**WHAT YOU ARE ASKED TO DO**
Can you put these entries into a two-column CSV with the headers input and output, one row per entry? Each entry's text and its answer should each sit in a single quoted field, with line breaks replaced by spaces.

**RECORDS PROVIDED**
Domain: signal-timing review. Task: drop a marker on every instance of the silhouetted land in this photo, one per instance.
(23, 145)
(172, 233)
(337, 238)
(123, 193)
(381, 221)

**CORRECT ANSWER**
input,output
"Domain: signal-timing review. Task: drop a marker on every instance of the silhouetted land in this photo, one per instance.","(23, 145) (172, 233) (337, 238) (123, 193) (381, 221)"